INPUT ROWS start

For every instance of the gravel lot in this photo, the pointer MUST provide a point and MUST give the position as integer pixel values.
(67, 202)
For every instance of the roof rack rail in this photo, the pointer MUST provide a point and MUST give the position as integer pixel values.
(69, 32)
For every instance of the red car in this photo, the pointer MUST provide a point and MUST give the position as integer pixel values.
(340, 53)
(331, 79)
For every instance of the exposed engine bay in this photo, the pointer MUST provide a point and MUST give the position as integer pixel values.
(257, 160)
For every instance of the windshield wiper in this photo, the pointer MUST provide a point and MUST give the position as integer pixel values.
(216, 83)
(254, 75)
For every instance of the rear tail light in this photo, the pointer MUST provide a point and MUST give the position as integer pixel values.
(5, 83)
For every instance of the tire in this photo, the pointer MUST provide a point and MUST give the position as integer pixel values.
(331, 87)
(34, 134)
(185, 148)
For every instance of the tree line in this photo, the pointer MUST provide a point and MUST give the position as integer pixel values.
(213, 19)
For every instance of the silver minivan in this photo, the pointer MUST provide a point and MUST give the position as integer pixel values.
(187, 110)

INPUT ROWS end

EXERCISE AIM: Write out, word for word, everything in the listing from the line containing "For every instance of the exposed" down through the end of the listing, including both the first and last lines.

RESULT OF THE TASK:
For every instance of the exposed engine bay in this photo, the pointer MUST provide a point and MUST give the position as integer pixel values.
(257, 160)
For every instance of the windshield wiper in this photo, the pointer MUST provide a point and MUST give the position as integer pixel values.
(216, 83)
(254, 75)
For every instance of the rear tail light in this photo, the pointer MUST provide a point and MUST give the position as integer pixel values.
(5, 83)
For every instance of the tire in this photo, the pointer MUST provide a point and MUST give the position as integer pixel values.
(331, 87)
(34, 134)
(185, 148)
For every instance of the tree line in this photo, the pointer MUST provide a point and MUST give the position as integer pixel values.
(213, 19)
For every instance of the silver minivan in this photo, the pointer MUST provide a point and MUST give the position as integer pixel values.
(187, 110)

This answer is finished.